Please copy out the data below, changing each "Marked points" to "Labeled points" and leaving everything else untouched.
==================================================
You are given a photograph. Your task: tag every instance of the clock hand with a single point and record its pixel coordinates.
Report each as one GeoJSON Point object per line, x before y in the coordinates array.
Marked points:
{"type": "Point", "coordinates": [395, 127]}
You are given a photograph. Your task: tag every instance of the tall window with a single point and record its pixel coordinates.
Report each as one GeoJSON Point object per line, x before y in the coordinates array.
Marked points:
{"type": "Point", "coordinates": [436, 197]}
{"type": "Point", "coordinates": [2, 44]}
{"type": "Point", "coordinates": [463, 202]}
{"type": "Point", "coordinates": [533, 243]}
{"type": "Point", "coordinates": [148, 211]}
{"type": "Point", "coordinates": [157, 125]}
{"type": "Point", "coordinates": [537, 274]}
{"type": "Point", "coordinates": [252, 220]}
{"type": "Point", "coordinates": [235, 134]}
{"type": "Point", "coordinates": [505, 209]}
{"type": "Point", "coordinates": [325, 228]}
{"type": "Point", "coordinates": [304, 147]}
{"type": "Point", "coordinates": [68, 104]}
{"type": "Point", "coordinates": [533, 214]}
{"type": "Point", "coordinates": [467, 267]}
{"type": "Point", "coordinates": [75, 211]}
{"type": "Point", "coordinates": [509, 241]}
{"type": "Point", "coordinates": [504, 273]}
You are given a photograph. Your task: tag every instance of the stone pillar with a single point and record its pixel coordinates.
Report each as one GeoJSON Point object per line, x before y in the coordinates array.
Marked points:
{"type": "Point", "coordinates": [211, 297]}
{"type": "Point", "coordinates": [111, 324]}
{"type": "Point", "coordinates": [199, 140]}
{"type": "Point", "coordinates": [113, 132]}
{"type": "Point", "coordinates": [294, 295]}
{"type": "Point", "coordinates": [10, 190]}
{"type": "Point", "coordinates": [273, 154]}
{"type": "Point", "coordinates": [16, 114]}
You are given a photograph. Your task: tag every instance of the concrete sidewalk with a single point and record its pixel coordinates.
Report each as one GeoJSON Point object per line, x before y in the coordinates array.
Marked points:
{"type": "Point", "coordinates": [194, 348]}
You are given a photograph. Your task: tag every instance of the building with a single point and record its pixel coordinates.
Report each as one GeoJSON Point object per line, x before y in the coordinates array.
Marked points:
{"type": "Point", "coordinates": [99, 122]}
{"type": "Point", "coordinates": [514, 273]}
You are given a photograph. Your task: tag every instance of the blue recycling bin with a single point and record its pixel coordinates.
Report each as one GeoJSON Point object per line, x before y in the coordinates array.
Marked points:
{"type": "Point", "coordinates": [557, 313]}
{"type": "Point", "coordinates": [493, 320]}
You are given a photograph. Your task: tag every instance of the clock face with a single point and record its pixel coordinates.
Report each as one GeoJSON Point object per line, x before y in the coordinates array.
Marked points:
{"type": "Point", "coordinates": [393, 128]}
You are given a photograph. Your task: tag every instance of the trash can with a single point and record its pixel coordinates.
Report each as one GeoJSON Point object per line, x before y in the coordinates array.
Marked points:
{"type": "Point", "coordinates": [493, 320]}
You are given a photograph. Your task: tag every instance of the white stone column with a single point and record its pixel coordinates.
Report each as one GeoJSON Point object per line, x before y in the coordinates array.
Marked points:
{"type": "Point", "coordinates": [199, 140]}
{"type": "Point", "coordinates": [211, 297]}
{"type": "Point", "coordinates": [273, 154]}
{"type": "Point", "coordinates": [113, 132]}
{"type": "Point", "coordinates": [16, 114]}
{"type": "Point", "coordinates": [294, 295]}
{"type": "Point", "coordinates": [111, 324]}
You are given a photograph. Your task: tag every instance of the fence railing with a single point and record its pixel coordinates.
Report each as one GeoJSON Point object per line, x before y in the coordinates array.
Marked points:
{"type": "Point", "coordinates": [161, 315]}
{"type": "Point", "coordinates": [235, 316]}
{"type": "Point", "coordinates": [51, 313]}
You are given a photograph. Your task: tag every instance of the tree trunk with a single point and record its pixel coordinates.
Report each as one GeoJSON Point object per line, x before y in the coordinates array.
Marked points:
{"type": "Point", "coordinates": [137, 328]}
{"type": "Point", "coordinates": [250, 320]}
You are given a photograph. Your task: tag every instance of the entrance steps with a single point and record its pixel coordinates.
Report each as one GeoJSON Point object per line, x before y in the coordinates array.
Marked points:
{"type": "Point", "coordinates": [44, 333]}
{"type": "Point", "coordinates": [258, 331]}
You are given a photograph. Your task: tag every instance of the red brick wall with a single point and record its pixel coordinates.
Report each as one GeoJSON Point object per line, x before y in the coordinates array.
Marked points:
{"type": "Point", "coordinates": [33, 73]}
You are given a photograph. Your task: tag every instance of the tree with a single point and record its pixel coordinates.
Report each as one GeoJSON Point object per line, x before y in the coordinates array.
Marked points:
==================================================
-- Reply to the exercise --
You are given a photograph. Your task: tag every instance of the clock hand with a single point and record its pixel coordinates.
Report each as one GeoJSON Point object per line, x before y in the coordinates array.
Labeled points:
{"type": "Point", "coordinates": [395, 127]}
You are given a photograph. Your task: tag every instance of the tall window with a single point and record its pixel coordinates.
Report each as one GeoJSON Point object per line, x before y in the coordinates array.
Labeled points:
{"type": "Point", "coordinates": [436, 197]}
{"type": "Point", "coordinates": [2, 44]}
{"type": "Point", "coordinates": [463, 202]}
{"type": "Point", "coordinates": [533, 243]}
{"type": "Point", "coordinates": [148, 211]}
{"type": "Point", "coordinates": [157, 125]}
{"type": "Point", "coordinates": [537, 274]}
{"type": "Point", "coordinates": [252, 220]}
{"type": "Point", "coordinates": [235, 134]}
{"type": "Point", "coordinates": [505, 209]}
{"type": "Point", "coordinates": [325, 228]}
{"type": "Point", "coordinates": [304, 147]}
{"type": "Point", "coordinates": [68, 104]}
{"type": "Point", "coordinates": [533, 214]}
{"type": "Point", "coordinates": [467, 267]}
{"type": "Point", "coordinates": [75, 211]}
{"type": "Point", "coordinates": [509, 241]}
{"type": "Point", "coordinates": [504, 273]}
You are given a photograph. Your task: tag every instance of the stone pillar with a single point and record its pixel coordinates.
Report each as one GeoJSON Point object per line, x before y in the coordinates array.
Labeled points:
{"type": "Point", "coordinates": [211, 297]}
{"type": "Point", "coordinates": [111, 324]}
{"type": "Point", "coordinates": [199, 140]}
{"type": "Point", "coordinates": [113, 132]}
{"type": "Point", "coordinates": [294, 295]}
{"type": "Point", "coordinates": [10, 190]}
{"type": "Point", "coordinates": [273, 154]}
{"type": "Point", "coordinates": [16, 114]}
You are given a photograph. Your task: tag every instance of the concrete sidewalk with a single point and record its pixel coordinates.
Report each as one GeoJSON Point object per line, x before y in the coordinates array.
Labeled points:
{"type": "Point", "coordinates": [194, 348]}
You are given a photograph. Your task: tag every instance of the building with a single point and record its pixel coordinates.
Report each as one GeoJSON Point object per line, x before y in the coordinates array.
Labeled points:
{"type": "Point", "coordinates": [99, 122]}
{"type": "Point", "coordinates": [514, 273]}
You are given a photograph. Your task: tag every instance of the blue recycling bin with a single point and record its pixel coordinates.
Report each as one GeoJSON Point object per line, x before y in the coordinates array.
Labeled points:
{"type": "Point", "coordinates": [557, 313]}
{"type": "Point", "coordinates": [493, 320]}
You are given a photograph. Your task: tag every instance of the clock face with a single point and record its pixel coordinates.
Report each as one GeoJSON Point object per line, x before y in the coordinates array.
Labeled points:
{"type": "Point", "coordinates": [393, 128]}
You are given a photograph. Your task: tag every instance of the trash can with a single point and record its pixel coordinates.
Report each as one GeoJSON Point object per line, x before y in the coordinates array.
Labeled points:
{"type": "Point", "coordinates": [493, 320]}
You are given a photograph. Your task: tag every instance of the white stone column with a single point and record its pixel coordinates.
Report each as one GeoJSON Point object per line, x before y in the coordinates array.
Labeled points:
{"type": "Point", "coordinates": [199, 140]}
{"type": "Point", "coordinates": [211, 297]}
{"type": "Point", "coordinates": [273, 154]}
{"type": "Point", "coordinates": [113, 132]}
{"type": "Point", "coordinates": [16, 114]}
{"type": "Point", "coordinates": [294, 295]}
{"type": "Point", "coordinates": [111, 324]}
You are given a photograph. Your task: tag every instance of the fence railing with a single point and record its pixel coordinates.
Report each as one GeoJSON Point object per line, x before y in the coordinates array.
Labeled points:
{"type": "Point", "coordinates": [161, 315]}
{"type": "Point", "coordinates": [235, 316]}
{"type": "Point", "coordinates": [51, 313]}
You are given a photograph. Your task: tag every instance of the tree trunk with a single point and record its pixel coordinates.
Report each as one GeoJSON Point object per line, x before y in the coordinates array.
Labeled points:
{"type": "Point", "coordinates": [137, 328]}
{"type": "Point", "coordinates": [250, 320]}
You are given a photograph. Your task: tag every instance of the entrance steps with a single point and record its pixel coordinates.
Report each as one GeoJSON Point object per line, x before y in the coordinates array.
Labeled points:
{"type": "Point", "coordinates": [44, 333]}
{"type": "Point", "coordinates": [258, 331]}
You are given a photograph. Your task: tag every instance of the red brick wall with a single point and record its pixel coordinates.
Report each as one GeoJSON Point object per line, x before y in the coordinates array.
Labeled points:
{"type": "Point", "coordinates": [33, 73]}
You are given a photograph. Your task: tag every instance of the tree with a single point and record its pixel coordinates.
Report each as one GeoJSON Point object per line, x before y in the coordinates array.
Labeled points:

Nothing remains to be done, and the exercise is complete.